Duplicate the part of the lines that opens with the line containing "I need you to locate the concrete" and closes with the line containing "[472,38,562,118]", both ends included.
BEGIN DATA LISTING
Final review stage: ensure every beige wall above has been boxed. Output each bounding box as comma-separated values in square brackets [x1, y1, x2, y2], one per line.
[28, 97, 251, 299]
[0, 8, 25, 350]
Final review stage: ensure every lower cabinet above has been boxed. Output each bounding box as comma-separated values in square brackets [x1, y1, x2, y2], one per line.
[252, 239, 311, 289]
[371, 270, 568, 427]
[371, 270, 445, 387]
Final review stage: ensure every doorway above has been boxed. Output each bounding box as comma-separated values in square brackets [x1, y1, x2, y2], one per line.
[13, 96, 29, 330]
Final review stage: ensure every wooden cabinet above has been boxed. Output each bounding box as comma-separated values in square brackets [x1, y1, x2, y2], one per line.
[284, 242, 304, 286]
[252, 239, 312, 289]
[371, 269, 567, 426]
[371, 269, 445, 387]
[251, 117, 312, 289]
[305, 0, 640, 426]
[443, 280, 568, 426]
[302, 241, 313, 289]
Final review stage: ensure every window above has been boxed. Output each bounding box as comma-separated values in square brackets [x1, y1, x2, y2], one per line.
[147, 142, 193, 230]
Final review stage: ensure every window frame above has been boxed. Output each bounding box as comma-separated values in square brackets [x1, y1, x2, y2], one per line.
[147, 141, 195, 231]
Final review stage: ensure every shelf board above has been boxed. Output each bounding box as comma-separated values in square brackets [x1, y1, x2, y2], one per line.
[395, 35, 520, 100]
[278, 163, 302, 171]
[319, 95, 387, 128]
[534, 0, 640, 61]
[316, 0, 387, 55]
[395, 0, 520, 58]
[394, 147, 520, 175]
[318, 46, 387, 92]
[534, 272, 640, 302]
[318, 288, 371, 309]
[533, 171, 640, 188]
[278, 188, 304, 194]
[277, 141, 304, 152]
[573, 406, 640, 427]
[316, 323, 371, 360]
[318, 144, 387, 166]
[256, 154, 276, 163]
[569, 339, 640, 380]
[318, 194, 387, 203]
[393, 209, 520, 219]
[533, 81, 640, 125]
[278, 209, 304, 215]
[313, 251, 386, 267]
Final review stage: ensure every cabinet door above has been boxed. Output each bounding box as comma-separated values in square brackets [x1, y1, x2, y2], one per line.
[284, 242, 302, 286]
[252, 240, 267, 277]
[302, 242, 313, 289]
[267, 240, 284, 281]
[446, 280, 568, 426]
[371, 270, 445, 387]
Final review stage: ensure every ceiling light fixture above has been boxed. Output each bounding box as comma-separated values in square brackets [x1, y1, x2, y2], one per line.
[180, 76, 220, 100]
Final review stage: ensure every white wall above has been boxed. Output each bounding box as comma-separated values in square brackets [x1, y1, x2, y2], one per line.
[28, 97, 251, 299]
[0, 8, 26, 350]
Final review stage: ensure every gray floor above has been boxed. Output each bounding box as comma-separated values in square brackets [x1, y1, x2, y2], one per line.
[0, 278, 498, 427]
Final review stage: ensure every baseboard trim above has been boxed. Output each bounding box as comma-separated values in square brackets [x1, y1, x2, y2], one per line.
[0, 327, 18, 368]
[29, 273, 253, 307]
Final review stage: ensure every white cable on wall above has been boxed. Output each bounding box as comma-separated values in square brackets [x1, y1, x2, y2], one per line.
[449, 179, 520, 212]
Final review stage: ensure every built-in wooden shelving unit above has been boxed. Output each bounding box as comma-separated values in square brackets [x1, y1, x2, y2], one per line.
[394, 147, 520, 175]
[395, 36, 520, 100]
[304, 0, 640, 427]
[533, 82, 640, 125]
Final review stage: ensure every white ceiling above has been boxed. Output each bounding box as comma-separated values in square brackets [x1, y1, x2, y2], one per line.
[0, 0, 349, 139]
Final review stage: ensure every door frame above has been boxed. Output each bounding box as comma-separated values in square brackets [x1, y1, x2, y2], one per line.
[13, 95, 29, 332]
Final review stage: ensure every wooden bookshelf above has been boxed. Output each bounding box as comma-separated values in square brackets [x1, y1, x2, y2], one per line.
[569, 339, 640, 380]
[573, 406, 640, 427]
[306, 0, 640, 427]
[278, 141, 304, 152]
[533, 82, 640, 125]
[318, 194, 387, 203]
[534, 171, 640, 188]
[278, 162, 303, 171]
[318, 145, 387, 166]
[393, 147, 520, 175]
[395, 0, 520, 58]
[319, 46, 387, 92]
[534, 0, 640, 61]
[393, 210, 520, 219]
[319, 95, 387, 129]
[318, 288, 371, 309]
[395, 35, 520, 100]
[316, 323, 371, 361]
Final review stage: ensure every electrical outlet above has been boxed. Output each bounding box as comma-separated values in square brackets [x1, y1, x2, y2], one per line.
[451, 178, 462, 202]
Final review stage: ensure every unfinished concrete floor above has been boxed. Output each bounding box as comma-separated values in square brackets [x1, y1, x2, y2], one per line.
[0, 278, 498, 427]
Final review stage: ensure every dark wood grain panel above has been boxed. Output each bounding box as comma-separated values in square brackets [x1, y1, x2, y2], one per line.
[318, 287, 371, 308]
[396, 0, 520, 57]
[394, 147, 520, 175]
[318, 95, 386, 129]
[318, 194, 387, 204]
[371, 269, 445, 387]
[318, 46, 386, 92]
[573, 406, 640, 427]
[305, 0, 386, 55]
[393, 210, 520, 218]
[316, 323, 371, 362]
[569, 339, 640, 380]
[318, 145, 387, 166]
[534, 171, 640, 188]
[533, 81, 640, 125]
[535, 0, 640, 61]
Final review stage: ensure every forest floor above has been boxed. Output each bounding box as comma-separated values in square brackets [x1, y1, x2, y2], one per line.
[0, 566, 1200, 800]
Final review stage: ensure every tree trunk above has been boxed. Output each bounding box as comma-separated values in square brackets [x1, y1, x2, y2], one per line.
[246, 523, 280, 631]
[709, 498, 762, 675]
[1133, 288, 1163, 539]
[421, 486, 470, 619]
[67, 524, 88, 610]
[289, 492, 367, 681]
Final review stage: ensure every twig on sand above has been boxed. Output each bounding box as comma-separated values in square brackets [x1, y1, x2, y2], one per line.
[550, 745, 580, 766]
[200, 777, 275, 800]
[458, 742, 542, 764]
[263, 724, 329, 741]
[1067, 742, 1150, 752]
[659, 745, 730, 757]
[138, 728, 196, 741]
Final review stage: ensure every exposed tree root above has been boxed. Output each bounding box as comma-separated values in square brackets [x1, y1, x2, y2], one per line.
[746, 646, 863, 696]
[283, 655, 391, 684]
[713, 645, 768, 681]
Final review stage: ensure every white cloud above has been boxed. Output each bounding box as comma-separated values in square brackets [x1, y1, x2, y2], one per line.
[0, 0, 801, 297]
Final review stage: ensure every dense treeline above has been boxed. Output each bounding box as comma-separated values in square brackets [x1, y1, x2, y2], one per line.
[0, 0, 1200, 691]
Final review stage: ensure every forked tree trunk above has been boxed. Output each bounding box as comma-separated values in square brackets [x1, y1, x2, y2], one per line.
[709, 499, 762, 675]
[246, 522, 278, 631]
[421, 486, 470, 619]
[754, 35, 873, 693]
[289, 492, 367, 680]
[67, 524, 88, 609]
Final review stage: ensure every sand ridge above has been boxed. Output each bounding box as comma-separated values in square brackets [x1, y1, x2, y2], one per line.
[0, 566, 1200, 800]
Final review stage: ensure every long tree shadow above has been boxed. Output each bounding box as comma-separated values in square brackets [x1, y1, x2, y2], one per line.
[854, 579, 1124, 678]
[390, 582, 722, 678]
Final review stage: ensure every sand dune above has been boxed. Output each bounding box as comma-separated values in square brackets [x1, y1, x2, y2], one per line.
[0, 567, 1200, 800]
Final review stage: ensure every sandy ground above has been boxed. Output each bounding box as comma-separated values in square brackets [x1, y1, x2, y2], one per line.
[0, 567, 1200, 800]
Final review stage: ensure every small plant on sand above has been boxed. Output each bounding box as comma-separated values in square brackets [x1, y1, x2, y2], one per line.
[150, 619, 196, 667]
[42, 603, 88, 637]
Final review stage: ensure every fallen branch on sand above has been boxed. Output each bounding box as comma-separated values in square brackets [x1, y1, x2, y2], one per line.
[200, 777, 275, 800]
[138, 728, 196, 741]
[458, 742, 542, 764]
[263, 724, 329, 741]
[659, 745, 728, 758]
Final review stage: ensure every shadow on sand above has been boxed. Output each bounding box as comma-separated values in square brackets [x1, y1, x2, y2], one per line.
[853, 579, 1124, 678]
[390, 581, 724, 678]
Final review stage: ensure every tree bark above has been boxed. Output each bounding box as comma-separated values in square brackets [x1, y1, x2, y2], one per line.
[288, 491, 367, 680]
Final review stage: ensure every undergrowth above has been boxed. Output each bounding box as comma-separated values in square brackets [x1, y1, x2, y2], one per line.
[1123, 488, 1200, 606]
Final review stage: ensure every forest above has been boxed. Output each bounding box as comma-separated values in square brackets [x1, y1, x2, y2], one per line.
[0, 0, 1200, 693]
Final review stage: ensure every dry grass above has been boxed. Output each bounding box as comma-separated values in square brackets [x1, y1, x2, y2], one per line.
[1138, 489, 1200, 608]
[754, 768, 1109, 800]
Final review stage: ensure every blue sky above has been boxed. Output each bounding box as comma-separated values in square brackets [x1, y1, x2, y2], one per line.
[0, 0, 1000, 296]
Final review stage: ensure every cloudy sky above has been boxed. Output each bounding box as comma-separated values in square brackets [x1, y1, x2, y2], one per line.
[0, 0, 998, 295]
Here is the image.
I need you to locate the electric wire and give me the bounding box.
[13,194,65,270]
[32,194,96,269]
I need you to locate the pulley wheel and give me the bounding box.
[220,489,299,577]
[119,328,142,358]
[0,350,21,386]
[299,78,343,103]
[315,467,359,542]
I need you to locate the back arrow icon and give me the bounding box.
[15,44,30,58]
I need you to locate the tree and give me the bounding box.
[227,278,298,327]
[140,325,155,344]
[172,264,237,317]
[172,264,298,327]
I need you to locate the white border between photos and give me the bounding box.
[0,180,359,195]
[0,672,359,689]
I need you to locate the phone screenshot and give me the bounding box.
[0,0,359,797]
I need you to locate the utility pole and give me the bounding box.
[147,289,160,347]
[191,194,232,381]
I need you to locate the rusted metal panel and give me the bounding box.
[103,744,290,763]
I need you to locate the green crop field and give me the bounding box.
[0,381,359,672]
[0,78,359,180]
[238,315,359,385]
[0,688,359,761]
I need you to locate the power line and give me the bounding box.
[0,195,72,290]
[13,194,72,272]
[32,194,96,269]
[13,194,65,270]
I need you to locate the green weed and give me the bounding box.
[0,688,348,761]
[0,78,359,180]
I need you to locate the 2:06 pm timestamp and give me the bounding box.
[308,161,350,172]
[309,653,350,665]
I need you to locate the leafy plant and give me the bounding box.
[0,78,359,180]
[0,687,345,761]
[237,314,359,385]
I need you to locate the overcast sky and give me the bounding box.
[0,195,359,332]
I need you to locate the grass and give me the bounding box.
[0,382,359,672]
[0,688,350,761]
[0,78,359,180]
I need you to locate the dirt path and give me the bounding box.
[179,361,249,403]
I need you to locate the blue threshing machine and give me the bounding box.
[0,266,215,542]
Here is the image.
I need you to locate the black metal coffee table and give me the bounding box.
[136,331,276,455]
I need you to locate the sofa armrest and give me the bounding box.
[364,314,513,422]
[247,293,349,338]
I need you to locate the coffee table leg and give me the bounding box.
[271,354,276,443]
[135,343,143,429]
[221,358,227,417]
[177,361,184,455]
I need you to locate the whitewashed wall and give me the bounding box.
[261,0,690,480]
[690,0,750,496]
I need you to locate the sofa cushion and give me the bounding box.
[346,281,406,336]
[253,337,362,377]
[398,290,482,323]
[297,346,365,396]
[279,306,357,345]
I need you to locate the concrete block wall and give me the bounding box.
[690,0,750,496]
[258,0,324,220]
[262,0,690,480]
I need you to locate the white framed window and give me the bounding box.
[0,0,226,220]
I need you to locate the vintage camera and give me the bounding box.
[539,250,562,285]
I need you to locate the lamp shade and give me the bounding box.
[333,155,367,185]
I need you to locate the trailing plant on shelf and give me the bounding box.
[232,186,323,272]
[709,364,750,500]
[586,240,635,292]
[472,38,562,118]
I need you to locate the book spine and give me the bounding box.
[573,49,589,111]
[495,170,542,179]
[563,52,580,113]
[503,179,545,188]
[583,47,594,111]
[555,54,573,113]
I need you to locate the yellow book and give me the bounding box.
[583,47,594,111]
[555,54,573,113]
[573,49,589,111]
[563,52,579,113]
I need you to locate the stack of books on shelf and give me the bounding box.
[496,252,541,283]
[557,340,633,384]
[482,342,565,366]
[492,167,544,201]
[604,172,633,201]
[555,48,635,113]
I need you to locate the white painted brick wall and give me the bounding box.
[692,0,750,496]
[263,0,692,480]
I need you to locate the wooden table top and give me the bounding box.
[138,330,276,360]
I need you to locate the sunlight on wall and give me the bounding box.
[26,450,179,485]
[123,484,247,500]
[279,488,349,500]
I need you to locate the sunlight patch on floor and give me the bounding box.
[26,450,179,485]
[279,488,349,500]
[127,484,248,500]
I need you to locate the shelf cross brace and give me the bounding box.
END DATA LISTING
SOLUTION TO THE PROBLEM
I need you to locate the concrete block wall and give me the bounding box.
[690,0,750,496]
[258,0,324,220]
[262,0,690,480]
I need you to locate the white framed window and give me the bounding box.
[0,0,226,220]
I need you to locate the vintage camera and give me the bounding box.
[539,250,562,285]
I need you to locate the lamp shade and give me the bounding box.
[333,155,367,185]
I need you to locate the trailing plant on shelf and give me the bounding box.
[232,186,323,272]
[709,364,750,500]
[586,240,635,292]
[472,38,562,118]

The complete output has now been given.